Work instructions: Gather all lines in the entries below that include the word "dark".

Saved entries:
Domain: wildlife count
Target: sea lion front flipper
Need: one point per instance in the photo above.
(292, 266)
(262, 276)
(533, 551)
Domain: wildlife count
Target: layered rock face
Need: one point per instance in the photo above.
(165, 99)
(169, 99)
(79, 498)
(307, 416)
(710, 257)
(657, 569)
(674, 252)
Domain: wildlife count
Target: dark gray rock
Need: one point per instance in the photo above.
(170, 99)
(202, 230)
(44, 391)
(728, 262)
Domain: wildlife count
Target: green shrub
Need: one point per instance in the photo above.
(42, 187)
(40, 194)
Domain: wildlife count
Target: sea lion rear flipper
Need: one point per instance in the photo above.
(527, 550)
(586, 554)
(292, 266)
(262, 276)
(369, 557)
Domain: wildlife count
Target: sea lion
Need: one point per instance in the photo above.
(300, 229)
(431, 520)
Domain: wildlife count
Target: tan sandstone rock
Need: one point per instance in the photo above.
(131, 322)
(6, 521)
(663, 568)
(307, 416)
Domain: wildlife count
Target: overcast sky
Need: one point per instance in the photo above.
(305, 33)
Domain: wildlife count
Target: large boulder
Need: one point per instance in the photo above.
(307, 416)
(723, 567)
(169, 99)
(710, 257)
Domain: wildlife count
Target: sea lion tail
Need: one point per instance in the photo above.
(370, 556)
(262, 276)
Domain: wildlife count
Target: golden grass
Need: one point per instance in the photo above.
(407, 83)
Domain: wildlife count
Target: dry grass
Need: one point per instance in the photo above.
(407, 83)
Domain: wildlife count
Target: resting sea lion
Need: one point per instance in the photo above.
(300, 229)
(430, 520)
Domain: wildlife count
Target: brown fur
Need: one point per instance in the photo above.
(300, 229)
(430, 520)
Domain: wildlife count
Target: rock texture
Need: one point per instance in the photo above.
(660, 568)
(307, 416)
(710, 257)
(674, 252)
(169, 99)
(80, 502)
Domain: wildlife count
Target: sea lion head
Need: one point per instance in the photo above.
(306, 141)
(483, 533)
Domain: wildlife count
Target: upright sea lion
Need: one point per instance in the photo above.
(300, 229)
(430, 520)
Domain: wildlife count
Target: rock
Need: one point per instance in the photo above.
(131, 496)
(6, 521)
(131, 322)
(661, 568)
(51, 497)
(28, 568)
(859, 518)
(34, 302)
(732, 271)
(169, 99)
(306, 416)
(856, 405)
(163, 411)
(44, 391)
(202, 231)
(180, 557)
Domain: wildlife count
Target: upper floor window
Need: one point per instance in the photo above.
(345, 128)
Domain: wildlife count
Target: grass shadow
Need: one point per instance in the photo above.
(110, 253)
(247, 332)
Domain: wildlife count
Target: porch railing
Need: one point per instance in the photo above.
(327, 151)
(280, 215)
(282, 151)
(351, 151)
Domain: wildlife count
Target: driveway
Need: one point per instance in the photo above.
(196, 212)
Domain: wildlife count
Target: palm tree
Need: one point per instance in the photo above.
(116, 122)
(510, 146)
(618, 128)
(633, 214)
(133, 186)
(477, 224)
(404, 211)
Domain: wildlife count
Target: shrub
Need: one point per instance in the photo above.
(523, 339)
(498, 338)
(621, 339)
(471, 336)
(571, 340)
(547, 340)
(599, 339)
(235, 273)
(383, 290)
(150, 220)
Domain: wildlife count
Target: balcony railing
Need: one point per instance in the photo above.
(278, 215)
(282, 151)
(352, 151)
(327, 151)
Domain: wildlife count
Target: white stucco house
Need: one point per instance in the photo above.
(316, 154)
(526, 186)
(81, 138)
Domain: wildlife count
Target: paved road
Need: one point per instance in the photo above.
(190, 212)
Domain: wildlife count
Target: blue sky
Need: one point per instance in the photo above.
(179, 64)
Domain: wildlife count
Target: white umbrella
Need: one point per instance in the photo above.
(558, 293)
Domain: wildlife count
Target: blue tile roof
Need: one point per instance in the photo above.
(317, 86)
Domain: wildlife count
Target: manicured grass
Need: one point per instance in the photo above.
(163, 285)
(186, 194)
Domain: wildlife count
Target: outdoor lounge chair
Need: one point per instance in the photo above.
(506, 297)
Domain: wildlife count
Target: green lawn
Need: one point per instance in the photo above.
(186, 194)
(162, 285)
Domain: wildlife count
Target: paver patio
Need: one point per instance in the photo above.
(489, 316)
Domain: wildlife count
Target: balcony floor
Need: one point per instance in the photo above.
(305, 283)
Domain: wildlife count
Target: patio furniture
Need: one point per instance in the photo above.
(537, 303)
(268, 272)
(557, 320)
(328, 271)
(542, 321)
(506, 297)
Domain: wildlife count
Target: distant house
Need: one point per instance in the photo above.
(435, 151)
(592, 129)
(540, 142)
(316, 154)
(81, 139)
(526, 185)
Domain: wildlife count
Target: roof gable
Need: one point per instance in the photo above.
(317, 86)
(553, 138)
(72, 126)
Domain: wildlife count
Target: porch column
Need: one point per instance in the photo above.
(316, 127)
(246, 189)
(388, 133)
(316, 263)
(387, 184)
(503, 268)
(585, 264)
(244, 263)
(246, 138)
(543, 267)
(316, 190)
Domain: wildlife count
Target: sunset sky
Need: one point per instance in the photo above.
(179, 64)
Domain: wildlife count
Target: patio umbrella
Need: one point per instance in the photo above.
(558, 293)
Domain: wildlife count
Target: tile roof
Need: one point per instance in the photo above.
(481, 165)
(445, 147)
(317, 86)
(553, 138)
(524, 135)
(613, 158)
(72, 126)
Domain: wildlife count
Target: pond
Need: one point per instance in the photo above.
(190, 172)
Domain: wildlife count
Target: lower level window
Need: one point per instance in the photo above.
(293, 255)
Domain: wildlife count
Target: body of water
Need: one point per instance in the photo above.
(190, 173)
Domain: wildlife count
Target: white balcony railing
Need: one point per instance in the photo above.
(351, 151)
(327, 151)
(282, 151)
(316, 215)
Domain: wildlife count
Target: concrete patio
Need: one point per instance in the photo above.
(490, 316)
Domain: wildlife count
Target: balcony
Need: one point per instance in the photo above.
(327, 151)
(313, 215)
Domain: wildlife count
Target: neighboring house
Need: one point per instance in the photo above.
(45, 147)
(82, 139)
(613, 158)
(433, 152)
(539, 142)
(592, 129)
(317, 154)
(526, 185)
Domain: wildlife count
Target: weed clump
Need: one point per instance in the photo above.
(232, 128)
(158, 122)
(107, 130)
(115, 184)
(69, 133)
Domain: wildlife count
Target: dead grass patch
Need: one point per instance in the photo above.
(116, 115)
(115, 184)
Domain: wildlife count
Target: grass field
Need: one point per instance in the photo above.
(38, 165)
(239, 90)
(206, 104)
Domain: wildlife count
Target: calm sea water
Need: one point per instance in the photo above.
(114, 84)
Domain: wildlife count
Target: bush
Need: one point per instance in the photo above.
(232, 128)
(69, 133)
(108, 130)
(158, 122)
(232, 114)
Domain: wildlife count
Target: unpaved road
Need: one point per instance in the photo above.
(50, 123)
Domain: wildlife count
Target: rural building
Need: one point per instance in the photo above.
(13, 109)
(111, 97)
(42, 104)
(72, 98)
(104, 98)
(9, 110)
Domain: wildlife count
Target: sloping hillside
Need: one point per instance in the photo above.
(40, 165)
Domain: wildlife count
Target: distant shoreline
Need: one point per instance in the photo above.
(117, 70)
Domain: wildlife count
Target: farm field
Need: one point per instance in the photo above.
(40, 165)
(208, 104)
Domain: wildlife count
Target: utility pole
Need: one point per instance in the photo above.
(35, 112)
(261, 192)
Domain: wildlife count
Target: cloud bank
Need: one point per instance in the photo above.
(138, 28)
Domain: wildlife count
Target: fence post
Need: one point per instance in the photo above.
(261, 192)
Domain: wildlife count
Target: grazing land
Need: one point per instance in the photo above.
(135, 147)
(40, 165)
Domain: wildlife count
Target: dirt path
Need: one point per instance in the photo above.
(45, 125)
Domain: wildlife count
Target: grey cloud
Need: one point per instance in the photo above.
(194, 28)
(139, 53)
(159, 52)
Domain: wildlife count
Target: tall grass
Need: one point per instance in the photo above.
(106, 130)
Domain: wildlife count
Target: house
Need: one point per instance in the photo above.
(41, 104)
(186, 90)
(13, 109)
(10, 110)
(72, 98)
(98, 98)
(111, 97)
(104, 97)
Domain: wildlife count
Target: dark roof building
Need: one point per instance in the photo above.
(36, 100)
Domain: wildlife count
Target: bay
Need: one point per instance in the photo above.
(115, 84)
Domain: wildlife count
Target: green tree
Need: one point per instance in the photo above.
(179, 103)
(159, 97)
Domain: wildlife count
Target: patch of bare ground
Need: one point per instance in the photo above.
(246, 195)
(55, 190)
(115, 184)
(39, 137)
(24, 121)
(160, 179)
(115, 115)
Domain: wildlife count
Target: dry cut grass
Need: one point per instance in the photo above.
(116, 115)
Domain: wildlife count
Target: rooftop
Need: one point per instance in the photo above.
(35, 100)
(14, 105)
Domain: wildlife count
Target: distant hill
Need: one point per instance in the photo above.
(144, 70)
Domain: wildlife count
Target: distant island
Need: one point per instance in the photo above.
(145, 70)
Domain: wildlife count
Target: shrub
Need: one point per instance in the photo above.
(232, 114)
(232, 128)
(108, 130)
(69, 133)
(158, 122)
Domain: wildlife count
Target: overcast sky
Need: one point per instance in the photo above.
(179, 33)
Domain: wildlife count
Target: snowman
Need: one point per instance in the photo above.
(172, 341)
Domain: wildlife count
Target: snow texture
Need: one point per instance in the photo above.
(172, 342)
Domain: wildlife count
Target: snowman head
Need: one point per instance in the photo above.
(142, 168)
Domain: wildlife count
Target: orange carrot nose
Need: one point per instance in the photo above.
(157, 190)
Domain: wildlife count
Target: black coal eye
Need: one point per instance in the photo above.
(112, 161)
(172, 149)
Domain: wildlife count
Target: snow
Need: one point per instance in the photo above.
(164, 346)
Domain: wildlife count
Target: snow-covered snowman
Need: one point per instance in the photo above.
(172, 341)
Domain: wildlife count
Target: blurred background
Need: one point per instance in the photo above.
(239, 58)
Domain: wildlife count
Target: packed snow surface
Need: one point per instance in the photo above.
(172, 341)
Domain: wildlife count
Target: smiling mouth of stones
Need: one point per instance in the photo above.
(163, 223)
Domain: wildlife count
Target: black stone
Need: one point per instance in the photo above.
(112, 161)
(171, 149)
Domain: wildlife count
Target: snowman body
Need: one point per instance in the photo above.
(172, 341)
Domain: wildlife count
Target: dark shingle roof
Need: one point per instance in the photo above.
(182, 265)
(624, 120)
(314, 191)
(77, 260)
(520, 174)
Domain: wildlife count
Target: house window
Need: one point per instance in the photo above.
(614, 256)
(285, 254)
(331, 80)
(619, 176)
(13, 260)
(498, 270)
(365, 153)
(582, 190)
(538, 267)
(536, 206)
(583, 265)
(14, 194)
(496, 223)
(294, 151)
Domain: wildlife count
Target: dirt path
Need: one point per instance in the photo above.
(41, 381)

Exercise answer:
Target: dark gray rock
Target: dark roof building
Target: dark shingle roof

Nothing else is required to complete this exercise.